◆ **Requirement**:
Return an exact copy of the lines from the one holding "Phrase -- green leaf" to the end of the data, including both the starting and final lines. Leave the pictures out.

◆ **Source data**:
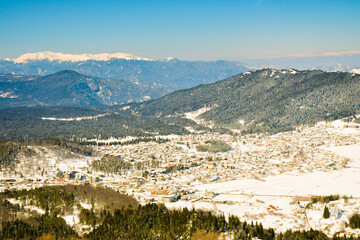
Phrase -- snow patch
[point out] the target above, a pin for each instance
(63, 57)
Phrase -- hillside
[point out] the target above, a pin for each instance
(265, 99)
(71, 88)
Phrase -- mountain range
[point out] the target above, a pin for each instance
(264, 100)
(170, 73)
(71, 88)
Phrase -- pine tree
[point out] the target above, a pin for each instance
(326, 213)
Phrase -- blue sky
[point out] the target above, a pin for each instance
(186, 29)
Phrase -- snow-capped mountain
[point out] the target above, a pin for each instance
(170, 73)
(63, 57)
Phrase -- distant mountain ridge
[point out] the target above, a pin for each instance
(62, 57)
(265, 99)
(71, 88)
(170, 73)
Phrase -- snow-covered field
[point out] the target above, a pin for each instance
(271, 200)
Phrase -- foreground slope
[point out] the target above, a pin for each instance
(265, 99)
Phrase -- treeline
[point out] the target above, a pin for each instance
(266, 100)
(26, 124)
(8, 153)
(34, 228)
(54, 200)
(154, 221)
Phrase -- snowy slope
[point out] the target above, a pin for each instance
(63, 57)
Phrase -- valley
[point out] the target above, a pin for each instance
(272, 179)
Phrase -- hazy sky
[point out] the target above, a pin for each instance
(185, 29)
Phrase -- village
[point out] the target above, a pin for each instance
(251, 179)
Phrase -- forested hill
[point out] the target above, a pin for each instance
(265, 99)
(72, 88)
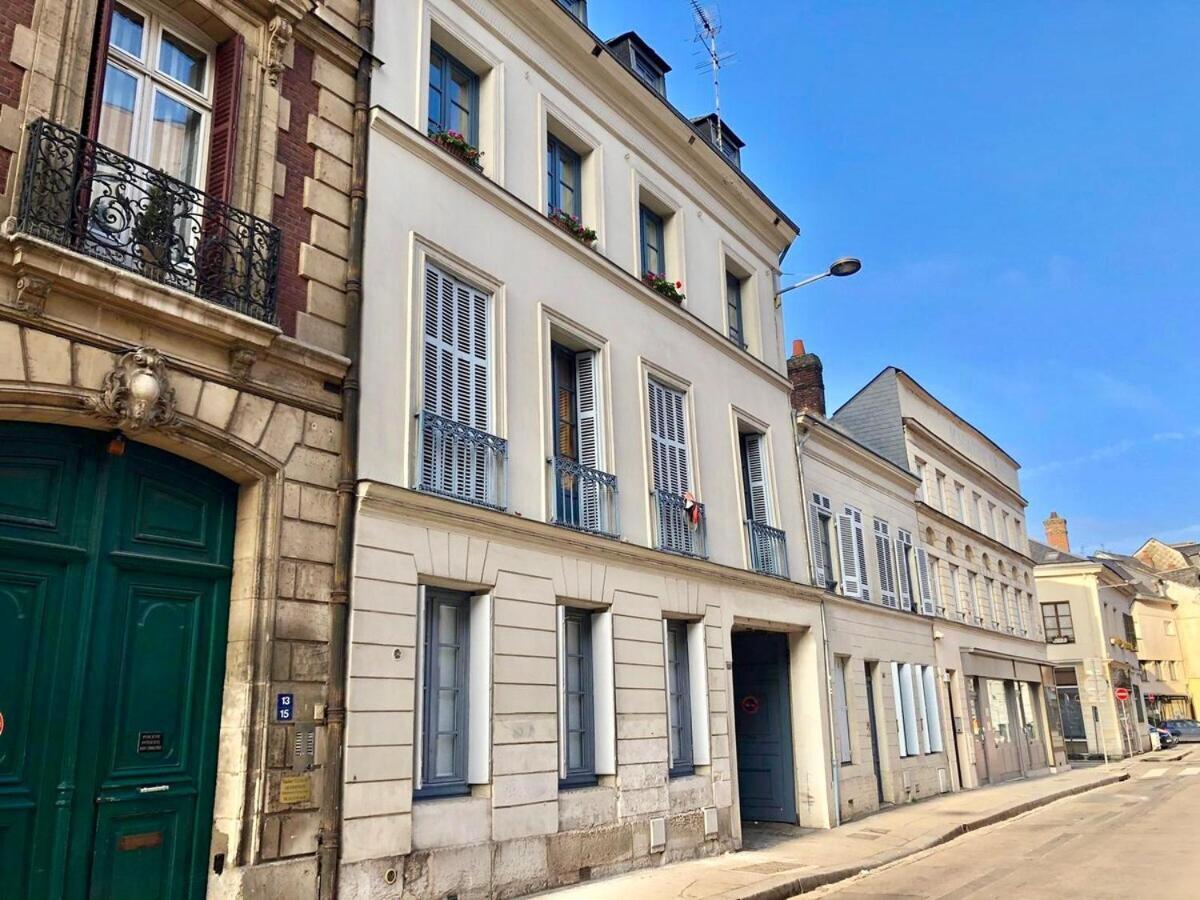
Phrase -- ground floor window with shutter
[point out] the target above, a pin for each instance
(459, 454)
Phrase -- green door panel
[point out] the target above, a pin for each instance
(114, 592)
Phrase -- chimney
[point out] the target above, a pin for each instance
(804, 372)
(1056, 533)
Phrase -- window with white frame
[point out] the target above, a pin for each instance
(841, 709)
(454, 693)
(852, 553)
(466, 463)
(821, 541)
(157, 94)
(687, 683)
(586, 703)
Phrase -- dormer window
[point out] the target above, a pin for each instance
(643, 61)
(579, 9)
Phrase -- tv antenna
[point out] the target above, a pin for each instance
(708, 27)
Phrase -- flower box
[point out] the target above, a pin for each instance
(574, 227)
(457, 145)
(661, 285)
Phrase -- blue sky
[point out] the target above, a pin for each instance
(1023, 184)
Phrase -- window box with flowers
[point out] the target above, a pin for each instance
(667, 288)
(574, 227)
(457, 145)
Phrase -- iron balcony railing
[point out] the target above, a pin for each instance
(678, 529)
(585, 498)
(461, 462)
(85, 197)
(768, 549)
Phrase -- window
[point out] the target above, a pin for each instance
(653, 243)
(585, 497)
(577, 714)
(886, 564)
(1059, 627)
(841, 709)
(562, 179)
(156, 103)
(465, 465)
(821, 539)
(852, 553)
(454, 96)
(444, 694)
(678, 699)
(733, 309)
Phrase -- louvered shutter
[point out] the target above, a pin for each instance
(847, 555)
(861, 547)
(99, 66)
(226, 106)
(924, 582)
(820, 504)
(904, 552)
(588, 415)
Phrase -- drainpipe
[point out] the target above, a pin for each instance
(329, 845)
(799, 441)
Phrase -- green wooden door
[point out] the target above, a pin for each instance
(114, 593)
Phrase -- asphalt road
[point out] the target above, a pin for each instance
(1138, 839)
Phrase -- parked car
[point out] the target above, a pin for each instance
(1185, 730)
(1161, 738)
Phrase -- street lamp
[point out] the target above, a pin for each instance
(839, 269)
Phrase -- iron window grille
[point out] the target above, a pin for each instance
(85, 197)
(461, 462)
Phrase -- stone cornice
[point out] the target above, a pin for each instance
(415, 143)
(383, 498)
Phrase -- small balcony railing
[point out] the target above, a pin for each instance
(768, 549)
(585, 498)
(85, 197)
(677, 529)
(461, 462)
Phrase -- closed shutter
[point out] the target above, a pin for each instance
(756, 473)
(99, 65)
(456, 387)
(669, 439)
(816, 538)
(861, 547)
(226, 105)
(847, 555)
(904, 577)
(883, 557)
(924, 582)
(588, 415)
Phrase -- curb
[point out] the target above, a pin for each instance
(789, 887)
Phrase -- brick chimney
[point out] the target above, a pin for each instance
(1056, 533)
(808, 383)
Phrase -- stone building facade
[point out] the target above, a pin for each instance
(175, 187)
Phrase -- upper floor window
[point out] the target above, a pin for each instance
(1059, 625)
(733, 309)
(562, 179)
(454, 96)
(157, 95)
(653, 240)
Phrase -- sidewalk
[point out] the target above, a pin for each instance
(780, 861)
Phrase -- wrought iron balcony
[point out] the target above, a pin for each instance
(675, 529)
(461, 462)
(768, 549)
(85, 197)
(585, 498)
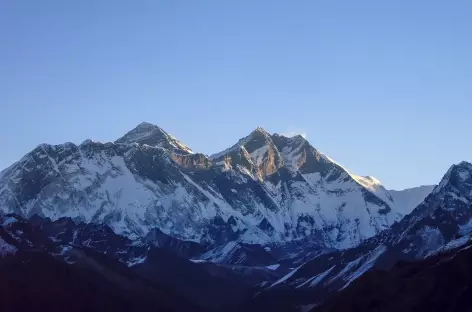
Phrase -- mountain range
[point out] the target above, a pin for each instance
(271, 220)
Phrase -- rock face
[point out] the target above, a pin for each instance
(265, 189)
(440, 223)
(439, 283)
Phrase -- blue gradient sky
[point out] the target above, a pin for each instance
(383, 87)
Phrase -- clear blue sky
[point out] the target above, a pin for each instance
(383, 87)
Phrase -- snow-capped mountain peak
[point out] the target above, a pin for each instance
(149, 134)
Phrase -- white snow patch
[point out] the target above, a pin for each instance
(315, 280)
(286, 277)
(273, 267)
(6, 249)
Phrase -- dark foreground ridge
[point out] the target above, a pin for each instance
(439, 283)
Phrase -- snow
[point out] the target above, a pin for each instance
(136, 261)
(456, 243)
(6, 249)
(273, 267)
(8, 221)
(315, 280)
(258, 155)
(286, 277)
(408, 199)
(464, 175)
(366, 265)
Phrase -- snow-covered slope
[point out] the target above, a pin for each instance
(265, 189)
(440, 223)
(407, 200)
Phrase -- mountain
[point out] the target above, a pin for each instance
(41, 274)
(438, 283)
(411, 197)
(440, 223)
(266, 189)
(145, 276)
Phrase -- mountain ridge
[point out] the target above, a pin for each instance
(264, 189)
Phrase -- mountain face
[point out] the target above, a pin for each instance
(439, 283)
(266, 189)
(440, 223)
(410, 198)
(67, 256)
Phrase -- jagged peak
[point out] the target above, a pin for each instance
(150, 134)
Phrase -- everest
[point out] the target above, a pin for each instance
(265, 189)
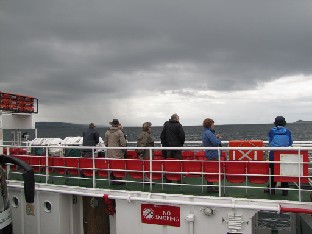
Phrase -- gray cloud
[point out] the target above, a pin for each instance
(69, 50)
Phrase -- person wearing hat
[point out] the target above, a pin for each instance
(279, 136)
(145, 139)
(114, 137)
(172, 135)
(90, 138)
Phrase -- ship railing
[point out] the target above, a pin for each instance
(226, 176)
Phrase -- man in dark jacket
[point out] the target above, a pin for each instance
(172, 135)
(90, 138)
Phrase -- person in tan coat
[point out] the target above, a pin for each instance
(114, 137)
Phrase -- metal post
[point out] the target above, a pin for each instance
(1, 133)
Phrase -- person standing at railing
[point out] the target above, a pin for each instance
(210, 139)
(90, 138)
(172, 135)
(114, 137)
(145, 139)
(279, 136)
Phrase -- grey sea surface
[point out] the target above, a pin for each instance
(300, 131)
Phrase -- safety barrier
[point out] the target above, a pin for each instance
(191, 171)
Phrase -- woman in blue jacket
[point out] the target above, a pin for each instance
(279, 136)
(210, 139)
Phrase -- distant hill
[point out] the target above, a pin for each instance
(58, 125)
(303, 121)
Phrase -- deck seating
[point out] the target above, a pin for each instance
(102, 166)
(258, 172)
(235, 171)
(172, 169)
(86, 166)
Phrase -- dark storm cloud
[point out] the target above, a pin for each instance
(75, 48)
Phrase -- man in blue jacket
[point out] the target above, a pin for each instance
(210, 139)
(279, 136)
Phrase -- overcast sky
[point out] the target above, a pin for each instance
(238, 62)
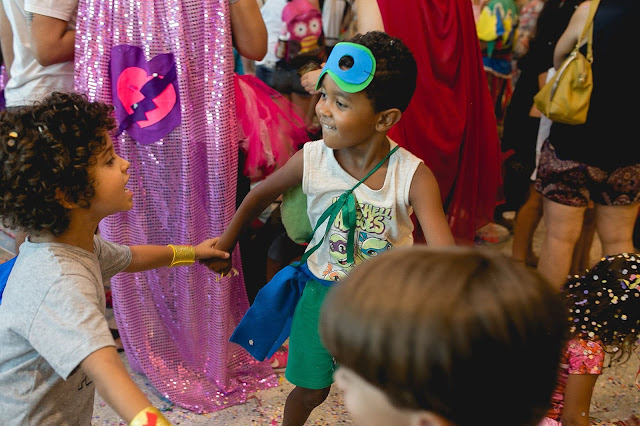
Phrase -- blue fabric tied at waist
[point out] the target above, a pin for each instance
(5, 270)
(267, 323)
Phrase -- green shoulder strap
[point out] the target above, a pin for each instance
(347, 204)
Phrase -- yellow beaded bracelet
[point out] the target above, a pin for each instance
(182, 255)
(150, 416)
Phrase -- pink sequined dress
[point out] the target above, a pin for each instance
(175, 323)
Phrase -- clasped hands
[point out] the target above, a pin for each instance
(217, 260)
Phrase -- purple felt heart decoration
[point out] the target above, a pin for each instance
(145, 93)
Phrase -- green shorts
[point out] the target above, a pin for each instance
(309, 364)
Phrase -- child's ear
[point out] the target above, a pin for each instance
(387, 119)
(63, 199)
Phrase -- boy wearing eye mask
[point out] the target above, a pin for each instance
(361, 190)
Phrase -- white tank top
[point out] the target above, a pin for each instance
(383, 217)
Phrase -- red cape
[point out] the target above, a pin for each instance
(450, 122)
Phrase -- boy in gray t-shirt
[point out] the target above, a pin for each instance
(60, 178)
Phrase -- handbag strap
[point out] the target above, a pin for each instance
(588, 26)
(346, 204)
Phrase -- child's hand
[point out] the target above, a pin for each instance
(207, 250)
(221, 266)
(216, 260)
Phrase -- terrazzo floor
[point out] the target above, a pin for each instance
(616, 399)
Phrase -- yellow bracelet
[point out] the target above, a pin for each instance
(182, 255)
(150, 416)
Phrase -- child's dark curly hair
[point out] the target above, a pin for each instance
(46, 152)
(604, 304)
(394, 81)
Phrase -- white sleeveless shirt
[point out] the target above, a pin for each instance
(383, 215)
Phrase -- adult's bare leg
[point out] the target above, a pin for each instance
(563, 225)
(615, 227)
(582, 251)
(525, 225)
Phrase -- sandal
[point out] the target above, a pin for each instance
(278, 360)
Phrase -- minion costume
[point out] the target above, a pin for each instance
(358, 218)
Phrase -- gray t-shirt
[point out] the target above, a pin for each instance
(52, 318)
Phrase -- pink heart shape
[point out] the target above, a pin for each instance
(129, 83)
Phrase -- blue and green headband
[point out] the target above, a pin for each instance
(355, 78)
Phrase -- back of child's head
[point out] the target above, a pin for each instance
(394, 79)
(46, 152)
(604, 304)
(466, 334)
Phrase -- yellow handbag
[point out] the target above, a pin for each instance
(566, 97)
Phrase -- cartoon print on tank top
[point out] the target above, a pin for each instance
(370, 242)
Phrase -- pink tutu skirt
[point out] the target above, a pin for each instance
(270, 126)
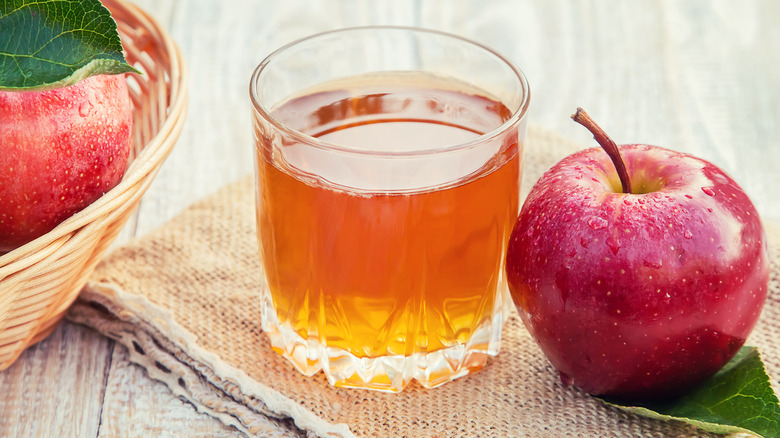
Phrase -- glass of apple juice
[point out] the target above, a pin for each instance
(388, 167)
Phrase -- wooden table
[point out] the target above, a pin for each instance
(699, 76)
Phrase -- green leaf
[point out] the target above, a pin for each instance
(739, 398)
(55, 43)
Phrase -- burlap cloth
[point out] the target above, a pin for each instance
(184, 301)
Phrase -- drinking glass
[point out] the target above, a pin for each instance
(388, 166)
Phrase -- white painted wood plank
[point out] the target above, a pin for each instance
(56, 387)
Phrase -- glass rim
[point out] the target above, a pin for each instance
(309, 140)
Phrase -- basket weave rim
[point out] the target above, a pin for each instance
(155, 150)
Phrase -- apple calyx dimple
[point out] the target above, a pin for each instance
(609, 146)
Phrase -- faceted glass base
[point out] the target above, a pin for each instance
(390, 373)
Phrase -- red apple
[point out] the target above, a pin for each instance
(642, 294)
(60, 150)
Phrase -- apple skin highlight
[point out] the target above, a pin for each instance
(60, 150)
(643, 295)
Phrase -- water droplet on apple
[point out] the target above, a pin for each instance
(597, 223)
(84, 109)
(566, 379)
(613, 244)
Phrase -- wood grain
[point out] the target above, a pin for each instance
(699, 76)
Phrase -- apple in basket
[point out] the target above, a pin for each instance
(638, 277)
(60, 150)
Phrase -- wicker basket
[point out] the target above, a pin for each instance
(40, 280)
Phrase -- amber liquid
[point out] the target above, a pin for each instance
(368, 259)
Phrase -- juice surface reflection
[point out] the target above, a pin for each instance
(358, 266)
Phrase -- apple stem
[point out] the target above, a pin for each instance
(607, 144)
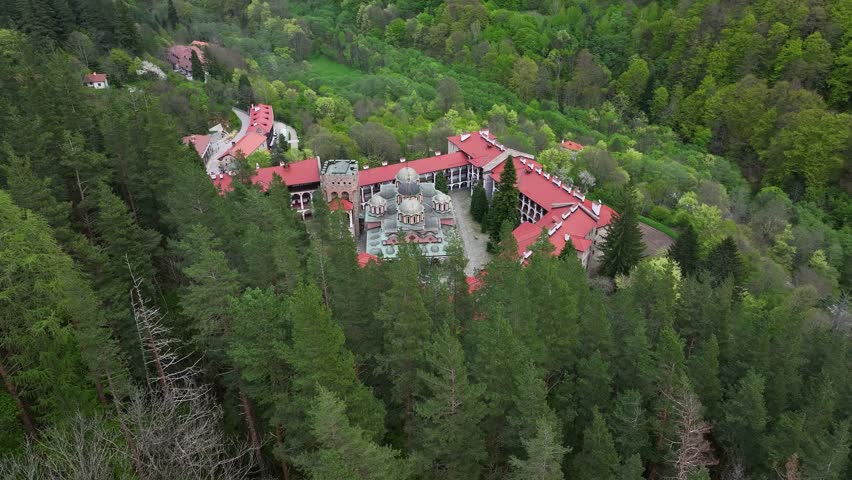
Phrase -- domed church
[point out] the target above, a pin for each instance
(408, 210)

◆ **Expected output**:
Phrase -- green leaf
[point out] the target above, a pin for each instance
(739, 398)
(55, 43)
Phrase -- burlap cloth
[point out] the target above, a pin for each instance
(184, 301)
Phrase -- drinking glass
[point out] the target above, a pin for each instance
(388, 166)
Phrase -- white painted wood plank
[point out] the target above, a pin for each instance
(56, 387)
Phrase -- glass rim
[point out] the target above, a pin for each instance
(309, 140)
Phrase -- basket weave rim
[point out] the target above, a pin for each instance
(155, 150)
Phrase -- apple calyx dimple
[point out] the target above, a pin for each instance
(609, 146)
Phrase -- faceted glass base
[point out] the target above, a pin for each instance
(390, 373)
Phrase -- red apple
[point out] the target above, a pin for each instance
(642, 294)
(60, 150)
Phrase -- apple skin highlight
[point out] the target above, a pin for each instance
(60, 150)
(643, 295)
Phrase -- water droplet on apple
[point out] the target above, a pin for each instance
(597, 223)
(84, 109)
(566, 379)
(613, 244)
Phrase -- wood grain
[point out] the target above, a pin for each instance
(699, 76)
Phrase -- apple in basket
[point out] the target above, a pin for each instance
(638, 277)
(60, 150)
Phrase -- wicker basket
[point out] the target above, a pin for each instance
(40, 280)
Phrase -- amber liquid
[point out] the target above, a pin for each instance
(368, 259)
Phrase -- juice surface reflection
[point out] the target above, a pin for each instance
(358, 266)
Phrase -- apple stem
[point out] the target above, a pin for each instance
(607, 144)
Phrase -- domed church
[point out] the target above, a pin for each instance
(408, 210)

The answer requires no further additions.